# [THE PROBLEM]
In the records below, find the line containing "Where can the white"; copy exactly that line and all lines after it to the end, and nothing else.

# [SUPPLIED RECORDS]

....

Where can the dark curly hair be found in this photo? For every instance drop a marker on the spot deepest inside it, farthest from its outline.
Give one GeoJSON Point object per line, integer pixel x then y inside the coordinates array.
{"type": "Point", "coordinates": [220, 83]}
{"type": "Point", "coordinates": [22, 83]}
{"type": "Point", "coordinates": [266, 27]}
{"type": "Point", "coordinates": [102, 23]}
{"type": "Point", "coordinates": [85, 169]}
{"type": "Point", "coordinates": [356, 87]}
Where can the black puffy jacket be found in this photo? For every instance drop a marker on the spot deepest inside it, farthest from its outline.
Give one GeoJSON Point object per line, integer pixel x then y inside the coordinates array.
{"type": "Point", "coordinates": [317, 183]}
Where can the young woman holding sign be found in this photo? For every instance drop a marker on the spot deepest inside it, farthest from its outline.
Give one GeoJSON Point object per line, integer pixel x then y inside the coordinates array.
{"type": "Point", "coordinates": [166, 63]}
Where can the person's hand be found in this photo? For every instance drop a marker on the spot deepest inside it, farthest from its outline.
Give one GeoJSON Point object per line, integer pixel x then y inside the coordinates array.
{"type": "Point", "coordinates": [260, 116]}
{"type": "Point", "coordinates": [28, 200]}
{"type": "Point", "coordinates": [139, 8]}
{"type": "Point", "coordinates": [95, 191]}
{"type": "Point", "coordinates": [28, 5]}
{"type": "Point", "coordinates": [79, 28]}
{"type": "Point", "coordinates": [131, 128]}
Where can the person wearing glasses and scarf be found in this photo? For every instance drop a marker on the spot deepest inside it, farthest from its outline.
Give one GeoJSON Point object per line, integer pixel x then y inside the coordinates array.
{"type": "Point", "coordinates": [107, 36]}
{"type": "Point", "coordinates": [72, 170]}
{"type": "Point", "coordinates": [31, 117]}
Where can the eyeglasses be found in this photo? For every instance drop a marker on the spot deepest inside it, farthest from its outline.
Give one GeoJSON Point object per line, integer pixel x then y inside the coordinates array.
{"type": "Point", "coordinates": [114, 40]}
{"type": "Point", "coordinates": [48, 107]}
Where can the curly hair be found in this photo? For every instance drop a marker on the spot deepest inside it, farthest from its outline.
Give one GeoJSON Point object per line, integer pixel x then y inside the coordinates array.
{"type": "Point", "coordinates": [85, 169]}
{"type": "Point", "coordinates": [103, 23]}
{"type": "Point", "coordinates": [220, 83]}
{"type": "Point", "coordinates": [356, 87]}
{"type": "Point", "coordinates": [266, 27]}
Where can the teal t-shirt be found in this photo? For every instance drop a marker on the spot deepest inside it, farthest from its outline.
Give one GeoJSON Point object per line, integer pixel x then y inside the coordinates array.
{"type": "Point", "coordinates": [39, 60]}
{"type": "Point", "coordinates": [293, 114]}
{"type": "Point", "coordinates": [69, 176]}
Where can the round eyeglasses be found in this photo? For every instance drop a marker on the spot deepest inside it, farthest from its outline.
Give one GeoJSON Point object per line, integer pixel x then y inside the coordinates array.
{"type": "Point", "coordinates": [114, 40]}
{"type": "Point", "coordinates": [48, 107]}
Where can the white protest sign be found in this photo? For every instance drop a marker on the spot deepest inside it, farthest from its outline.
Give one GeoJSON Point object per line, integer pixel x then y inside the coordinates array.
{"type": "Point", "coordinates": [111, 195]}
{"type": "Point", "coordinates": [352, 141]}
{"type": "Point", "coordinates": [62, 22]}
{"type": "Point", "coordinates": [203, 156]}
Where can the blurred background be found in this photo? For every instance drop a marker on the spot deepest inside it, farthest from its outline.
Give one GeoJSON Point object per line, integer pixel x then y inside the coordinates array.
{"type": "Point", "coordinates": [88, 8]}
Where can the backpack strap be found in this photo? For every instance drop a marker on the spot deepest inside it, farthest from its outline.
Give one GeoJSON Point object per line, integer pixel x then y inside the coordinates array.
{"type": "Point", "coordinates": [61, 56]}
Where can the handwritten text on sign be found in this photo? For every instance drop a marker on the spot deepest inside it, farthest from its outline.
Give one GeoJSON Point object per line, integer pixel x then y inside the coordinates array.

....

# [REPLY]
Where can the white protest sign be found in this photo? For every instance drop a marker on the spot deepest inside it, farthest from its outline.
Give one GeoJSON Point object per line, integer pixel x then y inside the coordinates array.
{"type": "Point", "coordinates": [111, 195]}
{"type": "Point", "coordinates": [352, 141]}
{"type": "Point", "coordinates": [62, 22]}
{"type": "Point", "coordinates": [203, 156]}
Where can the blurred background be found in this photo? For every instance drop a marker on the spot deepest inside it, farthest from its outline.
Give one GeoJSON Point object per line, integer pixel x then y inside the coordinates array.
{"type": "Point", "coordinates": [88, 8]}
Where can the backpack strap be found in this photo? For every instance drop a marker on the spot deepest inside it, farthest from its outline.
Give one GeoJSON Point object per line, integer pixel x then y inside the coordinates array.
{"type": "Point", "coordinates": [61, 56]}
Where can the handwritten text on sign be found in this photo? For every instance drop a marker on the spot deepest inside it, farthest from its outline.
Give one GeoJSON Point object per line, integer pixel x then y inside the coordinates array.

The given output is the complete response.